Transcribe every line of the entries below word for word, leaving out the pictures.

▸ Record excerpts:
[Begin]

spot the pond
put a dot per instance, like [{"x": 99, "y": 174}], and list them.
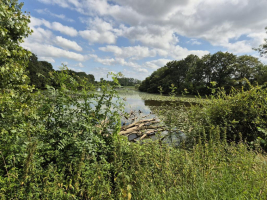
[{"x": 141, "y": 105}]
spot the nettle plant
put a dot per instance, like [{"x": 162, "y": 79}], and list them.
[{"x": 60, "y": 135}]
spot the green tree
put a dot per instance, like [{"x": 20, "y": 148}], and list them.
[{"x": 262, "y": 49}]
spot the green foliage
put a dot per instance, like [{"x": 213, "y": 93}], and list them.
[
  {"x": 40, "y": 72},
  {"x": 62, "y": 143},
  {"x": 241, "y": 114},
  {"x": 196, "y": 74},
  {"x": 211, "y": 170},
  {"x": 263, "y": 47},
  {"x": 13, "y": 58}
]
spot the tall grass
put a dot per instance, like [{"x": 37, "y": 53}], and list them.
[{"x": 211, "y": 170}]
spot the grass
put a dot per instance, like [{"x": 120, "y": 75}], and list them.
[{"x": 212, "y": 170}]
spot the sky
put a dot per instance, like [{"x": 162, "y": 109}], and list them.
[{"x": 136, "y": 37}]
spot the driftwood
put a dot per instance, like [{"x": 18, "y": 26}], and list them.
[{"x": 141, "y": 129}]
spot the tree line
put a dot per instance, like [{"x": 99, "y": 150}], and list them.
[
  {"x": 40, "y": 72},
  {"x": 196, "y": 75}
]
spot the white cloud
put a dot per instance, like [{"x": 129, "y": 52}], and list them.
[
  {"x": 64, "y": 29},
  {"x": 44, "y": 50},
  {"x": 133, "y": 52},
  {"x": 80, "y": 65},
  {"x": 155, "y": 64},
  {"x": 48, "y": 59},
  {"x": 179, "y": 52},
  {"x": 194, "y": 42},
  {"x": 67, "y": 44},
  {"x": 54, "y": 26},
  {"x": 99, "y": 31},
  {"x": 151, "y": 35},
  {"x": 95, "y": 37},
  {"x": 60, "y": 16}
]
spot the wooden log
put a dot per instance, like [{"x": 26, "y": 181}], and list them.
[
  {"x": 142, "y": 121},
  {"x": 143, "y": 136}
]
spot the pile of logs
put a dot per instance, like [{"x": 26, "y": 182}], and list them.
[{"x": 140, "y": 130}]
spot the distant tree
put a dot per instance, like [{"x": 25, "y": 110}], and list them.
[
  {"x": 262, "y": 49},
  {"x": 196, "y": 75}
]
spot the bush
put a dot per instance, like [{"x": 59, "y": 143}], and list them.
[{"x": 241, "y": 114}]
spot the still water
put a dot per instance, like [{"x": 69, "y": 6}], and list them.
[{"x": 141, "y": 105}]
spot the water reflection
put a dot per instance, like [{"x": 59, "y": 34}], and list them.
[{"x": 143, "y": 105}]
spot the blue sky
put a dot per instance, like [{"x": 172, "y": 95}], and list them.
[{"x": 136, "y": 37}]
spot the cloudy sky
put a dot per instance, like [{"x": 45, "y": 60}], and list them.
[{"x": 136, "y": 37}]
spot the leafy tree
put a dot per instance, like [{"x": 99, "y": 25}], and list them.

[End]

▸ Final result:
spot the pond
put a dot per instance, like [{"x": 99, "y": 174}], and list them.
[{"x": 141, "y": 105}]
spot the nettle plant
put a dot per instance, like [{"x": 162, "y": 79}], and list them.
[{"x": 60, "y": 135}]
spot the green tree
put a dot per instance, like [{"x": 20, "y": 148}], and list them.
[{"x": 262, "y": 49}]
spot the green foliage
put a dot per instance, like [{"x": 213, "y": 93}], and list them.
[
  {"x": 40, "y": 72},
  {"x": 62, "y": 143},
  {"x": 241, "y": 114},
  {"x": 196, "y": 74},
  {"x": 211, "y": 170},
  {"x": 263, "y": 47},
  {"x": 13, "y": 58}
]
spot the tall grass
put a dot per instance, like [{"x": 37, "y": 53}], and list them.
[{"x": 211, "y": 170}]
spot the grass
put a dot per instance, like [{"x": 120, "y": 75}], and list them.
[{"x": 212, "y": 170}]
spot the sky
put a dot per instance, like [{"x": 162, "y": 109}], and list them.
[{"x": 136, "y": 37}]
spot the driftwood
put a dot per instance, like [{"x": 18, "y": 26}], and list them.
[{"x": 141, "y": 129}]
spot the tree line
put a dot per instance, like [{"x": 99, "y": 150}], and list them.
[
  {"x": 40, "y": 72},
  {"x": 196, "y": 75}
]
spot the white cloud
put a dot per instance, like [{"x": 129, "y": 52}], and list them.
[
  {"x": 64, "y": 29},
  {"x": 44, "y": 50},
  {"x": 133, "y": 52},
  {"x": 80, "y": 65},
  {"x": 155, "y": 64},
  {"x": 48, "y": 59},
  {"x": 179, "y": 52},
  {"x": 194, "y": 42},
  {"x": 67, "y": 44},
  {"x": 54, "y": 26},
  {"x": 99, "y": 31},
  {"x": 151, "y": 35},
  {"x": 95, "y": 37},
  {"x": 60, "y": 16}
]
spot the wooden log
put a dot per instance, like [{"x": 26, "y": 181}], and list them.
[
  {"x": 142, "y": 121},
  {"x": 143, "y": 136}
]
spot the pile of logs
put a dot per instance, like [{"x": 26, "y": 182}], and list them.
[{"x": 140, "y": 130}]
spot the distant tree
put a dot per instance, like [{"x": 25, "y": 110}], and list them.
[
  {"x": 262, "y": 49},
  {"x": 196, "y": 75}
]
spot the bush
put a dot per instance, like [{"x": 59, "y": 143}], and list them.
[{"x": 241, "y": 114}]
spot the still water
put a dot per instance, like [{"x": 69, "y": 6}], and list them.
[{"x": 141, "y": 105}]
spot the water reflection
put a dot per instance, like [{"x": 59, "y": 34}], and list them.
[{"x": 143, "y": 105}]
spot the blue sky
put a dot per instance, like [{"x": 172, "y": 95}], and list them.
[{"x": 136, "y": 37}]
spot the cloudy sky
put a dot per instance, like [{"x": 45, "y": 60}], and list them.
[{"x": 136, "y": 37}]
spot the leafy tree
put a dot per instance, like [{"x": 99, "y": 25}], and list them.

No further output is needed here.